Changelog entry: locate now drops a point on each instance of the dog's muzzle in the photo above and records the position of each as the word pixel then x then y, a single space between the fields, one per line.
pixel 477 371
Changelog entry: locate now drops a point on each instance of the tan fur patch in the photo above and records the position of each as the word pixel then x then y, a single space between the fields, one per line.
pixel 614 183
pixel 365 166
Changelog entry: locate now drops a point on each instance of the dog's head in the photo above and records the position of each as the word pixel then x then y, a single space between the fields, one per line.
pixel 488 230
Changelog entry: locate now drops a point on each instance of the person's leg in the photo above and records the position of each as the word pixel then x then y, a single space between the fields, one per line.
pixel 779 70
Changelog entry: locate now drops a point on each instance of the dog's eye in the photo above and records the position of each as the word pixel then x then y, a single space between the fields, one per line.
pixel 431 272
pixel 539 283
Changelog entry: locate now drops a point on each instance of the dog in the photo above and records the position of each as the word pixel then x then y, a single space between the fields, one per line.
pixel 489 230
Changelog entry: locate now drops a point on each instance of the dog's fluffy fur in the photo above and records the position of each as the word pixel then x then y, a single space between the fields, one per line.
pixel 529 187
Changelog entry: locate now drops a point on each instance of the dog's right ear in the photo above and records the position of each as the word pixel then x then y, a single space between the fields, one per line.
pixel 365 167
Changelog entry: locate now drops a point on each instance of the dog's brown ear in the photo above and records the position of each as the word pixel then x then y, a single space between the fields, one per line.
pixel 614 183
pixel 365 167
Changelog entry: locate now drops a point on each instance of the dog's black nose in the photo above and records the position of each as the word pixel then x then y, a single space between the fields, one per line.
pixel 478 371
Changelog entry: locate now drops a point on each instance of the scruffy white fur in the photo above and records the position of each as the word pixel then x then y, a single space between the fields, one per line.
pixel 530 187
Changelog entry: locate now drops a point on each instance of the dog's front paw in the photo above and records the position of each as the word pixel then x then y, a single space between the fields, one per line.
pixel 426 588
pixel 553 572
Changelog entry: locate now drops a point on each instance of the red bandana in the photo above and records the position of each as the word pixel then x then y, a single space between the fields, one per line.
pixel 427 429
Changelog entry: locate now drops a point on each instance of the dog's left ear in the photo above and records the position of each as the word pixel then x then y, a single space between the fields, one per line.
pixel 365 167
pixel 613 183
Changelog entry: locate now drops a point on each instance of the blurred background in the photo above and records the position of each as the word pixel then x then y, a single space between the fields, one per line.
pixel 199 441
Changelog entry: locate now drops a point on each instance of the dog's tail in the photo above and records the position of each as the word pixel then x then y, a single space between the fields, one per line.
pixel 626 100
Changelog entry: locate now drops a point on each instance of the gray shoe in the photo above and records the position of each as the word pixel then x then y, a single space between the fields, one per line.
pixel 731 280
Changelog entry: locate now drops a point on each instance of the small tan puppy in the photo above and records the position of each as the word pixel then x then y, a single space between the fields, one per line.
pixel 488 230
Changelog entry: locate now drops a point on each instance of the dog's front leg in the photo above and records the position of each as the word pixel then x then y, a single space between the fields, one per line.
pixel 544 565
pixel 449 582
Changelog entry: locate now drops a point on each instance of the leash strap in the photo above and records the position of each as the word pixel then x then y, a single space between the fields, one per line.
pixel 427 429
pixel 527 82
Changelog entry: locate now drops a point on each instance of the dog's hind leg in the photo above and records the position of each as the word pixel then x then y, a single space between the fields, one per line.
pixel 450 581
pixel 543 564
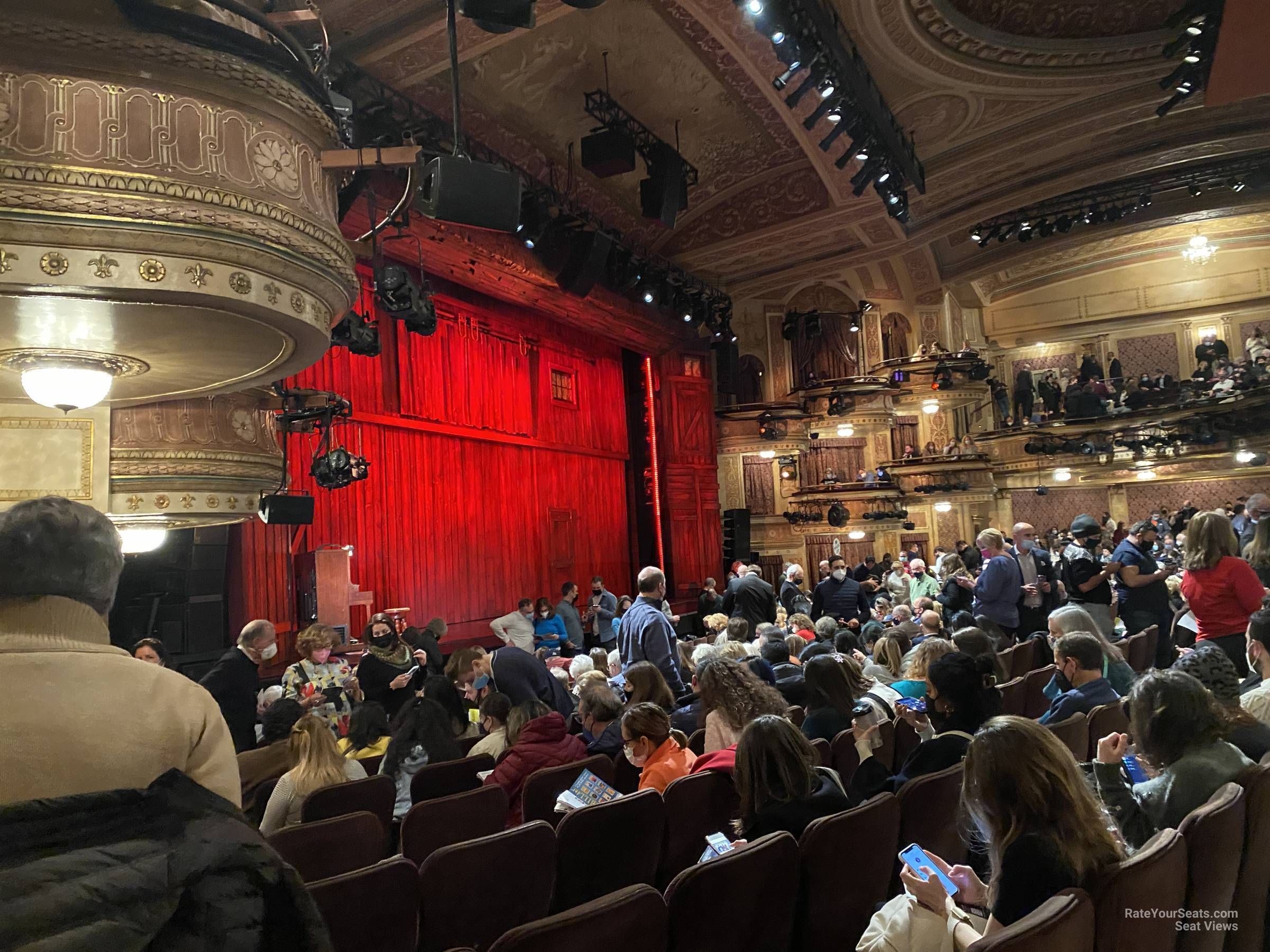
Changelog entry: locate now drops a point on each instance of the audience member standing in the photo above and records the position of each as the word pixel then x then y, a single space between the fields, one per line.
pixel 235 680
pixel 516 629
pixel 80 715
pixel 752 600
pixel 1221 588
pixel 647 634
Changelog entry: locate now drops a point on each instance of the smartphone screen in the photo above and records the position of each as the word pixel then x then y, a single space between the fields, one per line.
pixel 1135 770
pixel 915 858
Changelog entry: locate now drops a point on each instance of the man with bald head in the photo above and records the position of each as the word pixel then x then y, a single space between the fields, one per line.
pixel 647 634
pixel 235 680
pixel 1037 594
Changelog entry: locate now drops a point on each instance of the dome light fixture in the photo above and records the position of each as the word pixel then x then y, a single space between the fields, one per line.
pixel 69 380
pixel 138 540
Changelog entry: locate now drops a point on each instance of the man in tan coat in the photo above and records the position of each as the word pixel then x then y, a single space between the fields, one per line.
pixel 77 714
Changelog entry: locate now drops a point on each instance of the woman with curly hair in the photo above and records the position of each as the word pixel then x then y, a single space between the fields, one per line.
pixel 733 696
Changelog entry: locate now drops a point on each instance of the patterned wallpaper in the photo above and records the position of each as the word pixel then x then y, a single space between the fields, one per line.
pixel 1203 496
pixel 1145 354
pixel 1058 508
pixel 1055 362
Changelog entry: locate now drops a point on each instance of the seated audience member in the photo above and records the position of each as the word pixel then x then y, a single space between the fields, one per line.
pixel 1214 670
pixel 1255 692
pixel 86 716
pixel 960 696
pixel 151 651
pixel 369 733
pixel 1078 671
pixel 652 746
pixel 424 735
pixel 316 763
pixel 1221 588
pixel 537 738
pixel 600 714
pixel 1072 619
pixel 887 662
pixel 975 643
pixel 271 761
pixel 780 782
pixel 494 711
pixel 442 691
pixel 1043 828
pixel 646 684
pixel 1179 733
pixel 913 683
pixel 733 696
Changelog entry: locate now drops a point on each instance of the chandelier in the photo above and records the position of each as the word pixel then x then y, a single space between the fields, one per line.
pixel 1199 251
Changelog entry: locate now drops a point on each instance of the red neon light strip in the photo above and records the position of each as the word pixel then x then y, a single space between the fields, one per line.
pixel 657 479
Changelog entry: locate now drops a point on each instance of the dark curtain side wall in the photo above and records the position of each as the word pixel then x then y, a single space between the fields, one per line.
pixel 498 452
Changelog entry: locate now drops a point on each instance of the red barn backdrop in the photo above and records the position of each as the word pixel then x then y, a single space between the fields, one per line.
pixel 498 470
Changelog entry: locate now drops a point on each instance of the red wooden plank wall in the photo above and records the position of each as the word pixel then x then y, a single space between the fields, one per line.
pixel 482 489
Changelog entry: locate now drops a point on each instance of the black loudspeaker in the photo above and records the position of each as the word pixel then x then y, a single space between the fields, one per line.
pixel 607 153
pixel 665 194
pixel 287 511
pixel 470 194
pixel 586 263
pixel 736 536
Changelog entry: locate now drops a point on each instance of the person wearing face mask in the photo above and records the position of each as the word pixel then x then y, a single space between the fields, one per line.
pixel 324 686
pixel 1078 672
pixel 1142 589
pixel 516 629
pixel 1037 594
pixel 840 597
pixel 647 635
pixel 235 678
pixel 960 696
pixel 661 753
pixel 388 672
pixel 1086 579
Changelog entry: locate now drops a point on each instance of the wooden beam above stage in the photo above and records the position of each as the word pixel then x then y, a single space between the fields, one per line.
pixel 501 267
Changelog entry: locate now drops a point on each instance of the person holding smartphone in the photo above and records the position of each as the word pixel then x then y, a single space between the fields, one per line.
pixel 1043 828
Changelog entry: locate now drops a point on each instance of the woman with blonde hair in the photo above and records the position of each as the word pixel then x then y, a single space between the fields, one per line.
pixel 1221 588
pixel 318 763
pixel 1043 828
pixel 324 686
pixel 732 697
pixel 913 683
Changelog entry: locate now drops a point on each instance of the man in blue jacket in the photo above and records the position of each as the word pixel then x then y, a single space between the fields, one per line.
pixel 1078 663
pixel 647 634
pixel 840 597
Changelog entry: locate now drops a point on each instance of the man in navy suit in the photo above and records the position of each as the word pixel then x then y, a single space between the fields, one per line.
pixel 1037 596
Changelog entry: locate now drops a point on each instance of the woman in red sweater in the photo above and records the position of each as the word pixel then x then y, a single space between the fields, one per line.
pixel 1221 588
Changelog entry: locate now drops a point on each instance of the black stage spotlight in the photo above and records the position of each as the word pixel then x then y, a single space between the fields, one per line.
pixel 357 334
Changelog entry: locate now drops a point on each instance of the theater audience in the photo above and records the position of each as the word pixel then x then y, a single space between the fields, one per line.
pixel 369 733
pixel 316 763
pixel 494 711
pixel 324 686
pixel 1042 828
pixel 960 696
pixel 274 757
pixel 1078 672
pixel 733 696
pixel 537 737
pixel 780 782
pixel 1179 733
pixel 651 744
pixel 388 673
pixel 153 651
pixel 1221 588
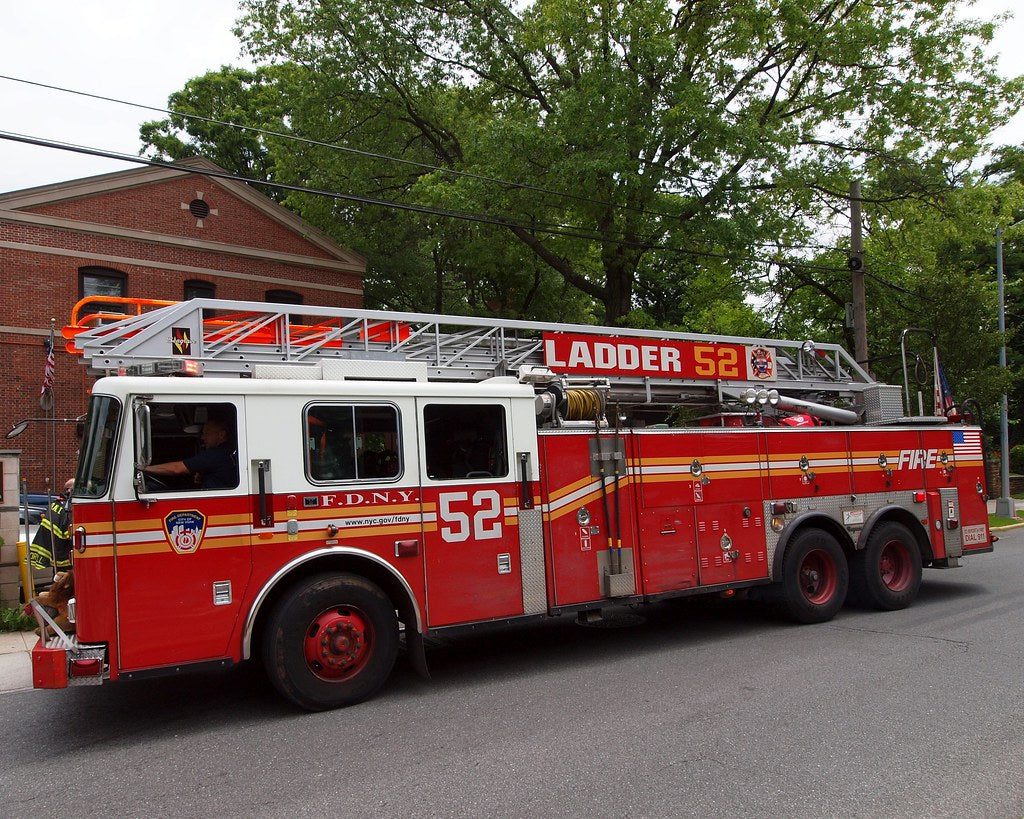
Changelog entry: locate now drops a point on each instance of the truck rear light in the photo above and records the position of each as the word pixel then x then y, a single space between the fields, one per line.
pixel 407 548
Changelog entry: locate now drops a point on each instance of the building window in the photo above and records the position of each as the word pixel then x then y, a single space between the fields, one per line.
pixel 102 282
pixel 197 289
pixel 347 442
pixel 284 297
pixel 465 441
pixel 287 297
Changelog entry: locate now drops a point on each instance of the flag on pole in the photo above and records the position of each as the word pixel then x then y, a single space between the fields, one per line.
pixel 46 391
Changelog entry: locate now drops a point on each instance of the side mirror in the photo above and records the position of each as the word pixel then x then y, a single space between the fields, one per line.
pixel 143 444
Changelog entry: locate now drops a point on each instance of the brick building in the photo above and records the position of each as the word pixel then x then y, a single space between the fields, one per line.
pixel 152 233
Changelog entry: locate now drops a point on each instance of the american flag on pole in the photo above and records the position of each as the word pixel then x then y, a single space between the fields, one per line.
pixel 967 444
pixel 46 391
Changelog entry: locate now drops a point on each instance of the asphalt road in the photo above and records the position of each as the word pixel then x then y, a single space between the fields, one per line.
pixel 681 709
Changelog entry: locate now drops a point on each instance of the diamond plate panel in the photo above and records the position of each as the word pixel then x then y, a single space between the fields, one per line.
pixel 535 588
pixel 883 402
pixel 834 507
pixel 953 537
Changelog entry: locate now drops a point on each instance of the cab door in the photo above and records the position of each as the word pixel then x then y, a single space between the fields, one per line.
pixel 182 552
pixel 470 499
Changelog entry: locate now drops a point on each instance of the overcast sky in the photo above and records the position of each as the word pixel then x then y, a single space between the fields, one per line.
pixel 142 51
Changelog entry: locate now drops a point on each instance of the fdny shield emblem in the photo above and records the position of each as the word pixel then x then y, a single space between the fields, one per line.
pixel 762 363
pixel 184 530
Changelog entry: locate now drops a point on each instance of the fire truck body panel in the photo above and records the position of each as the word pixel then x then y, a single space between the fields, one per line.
pixel 358 504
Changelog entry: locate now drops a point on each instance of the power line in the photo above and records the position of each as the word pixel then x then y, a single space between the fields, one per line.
pixel 359 153
pixel 570 231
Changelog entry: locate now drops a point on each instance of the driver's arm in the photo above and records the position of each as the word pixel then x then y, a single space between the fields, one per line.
pixel 170 468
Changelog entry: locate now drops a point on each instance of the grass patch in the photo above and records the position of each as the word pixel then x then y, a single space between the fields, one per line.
pixel 13 619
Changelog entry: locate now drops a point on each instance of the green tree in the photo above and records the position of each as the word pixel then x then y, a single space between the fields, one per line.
pixel 634 129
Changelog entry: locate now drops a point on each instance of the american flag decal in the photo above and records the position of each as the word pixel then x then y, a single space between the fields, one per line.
pixel 967 444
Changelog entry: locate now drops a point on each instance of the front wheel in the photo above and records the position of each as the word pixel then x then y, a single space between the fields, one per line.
pixel 331 641
pixel 886 573
pixel 815 577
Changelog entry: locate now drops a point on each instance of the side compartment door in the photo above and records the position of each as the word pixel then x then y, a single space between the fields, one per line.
pixel 727 506
pixel 182 552
pixel 470 502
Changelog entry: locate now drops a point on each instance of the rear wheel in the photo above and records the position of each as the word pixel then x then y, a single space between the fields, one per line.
pixel 886 573
pixel 332 640
pixel 815 576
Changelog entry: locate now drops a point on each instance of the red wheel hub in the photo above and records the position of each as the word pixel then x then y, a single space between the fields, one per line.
pixel 894 566
pixel 338 643
pixel 817 577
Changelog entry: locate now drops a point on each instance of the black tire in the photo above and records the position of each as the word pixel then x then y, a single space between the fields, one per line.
pixel 815 577
pixel 331 641
pixel 886 573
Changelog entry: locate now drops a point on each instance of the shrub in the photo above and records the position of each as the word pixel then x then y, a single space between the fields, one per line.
pixel 1017 459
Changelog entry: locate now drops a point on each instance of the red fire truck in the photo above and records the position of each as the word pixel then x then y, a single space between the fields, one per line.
pixel 393 476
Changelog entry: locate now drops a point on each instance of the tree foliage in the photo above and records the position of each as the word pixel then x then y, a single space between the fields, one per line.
pixel 639 162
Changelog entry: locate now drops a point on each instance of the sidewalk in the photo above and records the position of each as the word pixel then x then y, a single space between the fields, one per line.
pixel 15 664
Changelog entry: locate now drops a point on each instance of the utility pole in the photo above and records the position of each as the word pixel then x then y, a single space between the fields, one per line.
pixel 856 265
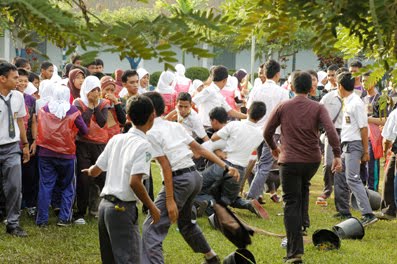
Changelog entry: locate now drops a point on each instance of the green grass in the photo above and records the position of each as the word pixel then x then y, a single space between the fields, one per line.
pixel 79 244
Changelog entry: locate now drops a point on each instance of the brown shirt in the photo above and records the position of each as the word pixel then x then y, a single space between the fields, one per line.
pixel 300 119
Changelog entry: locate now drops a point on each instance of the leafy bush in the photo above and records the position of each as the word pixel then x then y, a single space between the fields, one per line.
pixel 154 78
pixel 199 73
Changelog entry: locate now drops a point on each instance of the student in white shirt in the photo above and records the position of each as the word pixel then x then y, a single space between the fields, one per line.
pixel 173 148
pixel 126 159
pixel 242 137
pixel 211 97
pixel 354 138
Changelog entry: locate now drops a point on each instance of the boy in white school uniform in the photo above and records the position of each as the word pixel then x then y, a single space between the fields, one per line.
pixel 354 138
pixel 173 148
pixel 126 159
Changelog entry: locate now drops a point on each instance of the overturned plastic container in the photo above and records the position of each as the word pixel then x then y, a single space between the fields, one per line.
pixel 324 240
pixel 350 229
pixel 374 198
pixel 240 256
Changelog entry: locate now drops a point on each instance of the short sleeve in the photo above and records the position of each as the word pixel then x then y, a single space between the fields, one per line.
pixel 141 162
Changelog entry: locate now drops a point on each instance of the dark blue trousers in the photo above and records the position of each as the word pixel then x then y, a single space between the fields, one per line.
pixel 52 170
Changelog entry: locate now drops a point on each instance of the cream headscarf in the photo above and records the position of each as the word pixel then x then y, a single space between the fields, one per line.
pixel 89 84
pixel 164 85
pixel 60 104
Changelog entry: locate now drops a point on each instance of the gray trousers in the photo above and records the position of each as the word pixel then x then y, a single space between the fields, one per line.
pixel 186 187
pixel 11 179
pixel 119 236
pixel 263 167
pixel 349 178
pixel 328 175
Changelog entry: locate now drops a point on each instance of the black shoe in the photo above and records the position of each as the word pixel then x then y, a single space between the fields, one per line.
pixel 17 231
pixel 214 260
pixel 368 219
pixel 63 223
pixel 341 216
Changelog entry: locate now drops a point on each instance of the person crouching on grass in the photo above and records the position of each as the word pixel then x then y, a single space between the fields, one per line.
pixel 126 159
pixel 299 156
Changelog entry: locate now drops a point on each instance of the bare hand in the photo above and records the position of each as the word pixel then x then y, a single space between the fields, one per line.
pixel 25 154
pixel 172 210
pixel 365 157
pixel 33 148
pixel 336 165
pixel 276 152
pixel 234 173
pixel 155 213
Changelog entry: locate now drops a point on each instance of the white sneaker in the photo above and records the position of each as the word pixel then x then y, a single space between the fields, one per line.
pixel 80 221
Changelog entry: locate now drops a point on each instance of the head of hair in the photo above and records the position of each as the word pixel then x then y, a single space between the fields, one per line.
pixel 33 76
pixel 127 74
pixel 219 114
pixel 219 73
pixel 23 72
pixel 5 68
pixel 99 62
pixel 356 64
pixel 184 97
pixel 21 62
pixel 257 110
pixel 157 101
pixel 313 73
pixel 139 109
pixel 272 67
pixel 333 67
pixel 347 80
pixel 45 65
pixel 302 82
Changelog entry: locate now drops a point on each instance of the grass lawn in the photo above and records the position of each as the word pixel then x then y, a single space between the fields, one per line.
pixel 79 244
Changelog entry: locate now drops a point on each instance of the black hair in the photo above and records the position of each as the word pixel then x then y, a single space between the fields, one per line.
pixel 5 68
pixel 33 76
pixel 272 67
pixel 127 74
pixel 220 73
pixel 139 109
pixel 23 72
pixel 99 62
pixel 333 67
pixel 45 65
pixel 257 110
pixel 313 73
pixel 99 75
pixel 219 114
pixel 302 82
pixel 21 62
pixel 184 97
pixel 157 101
pixel 356 64
pixel 347 80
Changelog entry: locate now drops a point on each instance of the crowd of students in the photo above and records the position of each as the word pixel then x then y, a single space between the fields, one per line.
pixel 87 141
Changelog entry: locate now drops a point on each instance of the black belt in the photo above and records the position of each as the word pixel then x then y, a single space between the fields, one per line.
pixel 114 199
pixel 182 171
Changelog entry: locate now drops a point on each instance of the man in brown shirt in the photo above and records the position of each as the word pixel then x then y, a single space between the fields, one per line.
pixel 299 156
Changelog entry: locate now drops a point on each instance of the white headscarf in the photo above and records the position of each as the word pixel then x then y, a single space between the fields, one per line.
pixel 164 85
pixel 31 89
pixel 89 84
pixel 55 77
pixel 60 105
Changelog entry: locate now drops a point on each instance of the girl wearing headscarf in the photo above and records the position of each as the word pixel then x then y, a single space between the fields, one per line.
pixel 181 83
pixel 164 87
pixel 95 114
pixel 76 79
pixel 117 116
pixel 46 92
pixel 58 125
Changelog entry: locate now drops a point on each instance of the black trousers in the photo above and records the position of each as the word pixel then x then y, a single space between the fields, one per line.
pixel 295 180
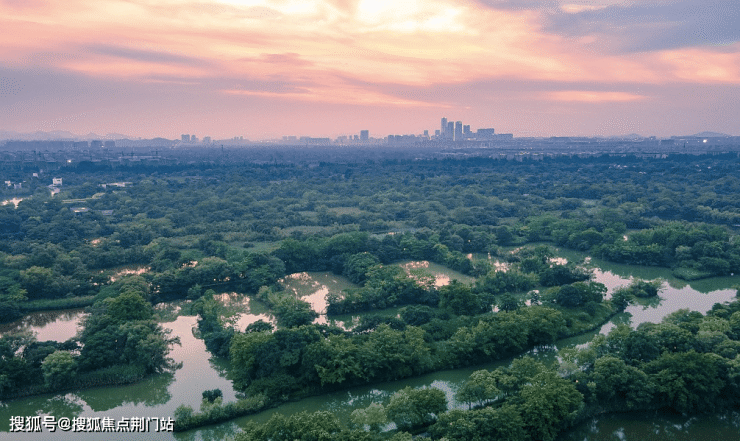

**What you need to do:**
Find each line in the material above that contains the word "leafy" and copy those lines out. The match is case-sensitive.

**Solution below:**
Changelog entry: locate now drops a point on each instance of the leafy bush in the photo above and records the position of each as the word pixel then x then y, a single space between the fields, one per line.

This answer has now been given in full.